DATA IN THIS EXERCISE:
-- start --

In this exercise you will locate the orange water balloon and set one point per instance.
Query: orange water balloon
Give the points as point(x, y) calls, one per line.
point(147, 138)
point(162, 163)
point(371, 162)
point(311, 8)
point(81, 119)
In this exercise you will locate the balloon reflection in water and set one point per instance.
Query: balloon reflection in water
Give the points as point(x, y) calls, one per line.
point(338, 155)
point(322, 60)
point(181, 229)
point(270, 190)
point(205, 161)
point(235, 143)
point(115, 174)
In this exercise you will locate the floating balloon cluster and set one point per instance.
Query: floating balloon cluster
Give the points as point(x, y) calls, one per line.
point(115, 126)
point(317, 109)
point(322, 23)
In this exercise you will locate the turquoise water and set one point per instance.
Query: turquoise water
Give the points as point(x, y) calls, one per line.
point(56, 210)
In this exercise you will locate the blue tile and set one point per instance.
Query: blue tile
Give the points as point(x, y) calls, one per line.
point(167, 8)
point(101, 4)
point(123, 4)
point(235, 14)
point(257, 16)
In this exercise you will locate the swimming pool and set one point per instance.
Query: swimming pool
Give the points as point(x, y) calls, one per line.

-- end --

PROBLEM STATEMENT: Return the whole listing exactly.

ANSWER BELOW:
In this exercise you will locate the orange water balloon and set one point per instance.
Query: orange water balloon
Give the points as point(x, y) calls, one per line.
point(147, 138)
point(162, 163)
point(371, 162)
point(311, 8)
point(81, 119)
In this exercise you will locate the balloon reflection in water and set one point per instance.
Query: balloon reflection in water
Give the points as point(x, y) calls, one per line.
point(338, 155)
point(322, 60)
point(181, 229)
point(270, 190)
point(205, 161)
point(235, 143)
point(115, 174)
In this exercise you will locate the floating balloon cluster and set one point per instance.
Query: floating balloon cluster
Give the points as point(x, y) calls, one per line.
point(115, 126)
point(317, 109)
point(322, 23)
In this exercise you will locate the turquoise water and set one point per instance.
Query: turquoise water
Give the points as point(x, y) calls, one per line.
point(56, 210)
In this exercise you will locate the blue tile and set one point per instance.
Query: blue tile
Give the points as point(x, y) calls, one per line.
point(167, 8)
point(101, 4)
point(123, 4)
point(235, 14)
point(257, 16)
In this exercise you will locate the swimming pool and set one point per instance.
Query: swimming pool
Give the points as point(x, y) calls, one per line.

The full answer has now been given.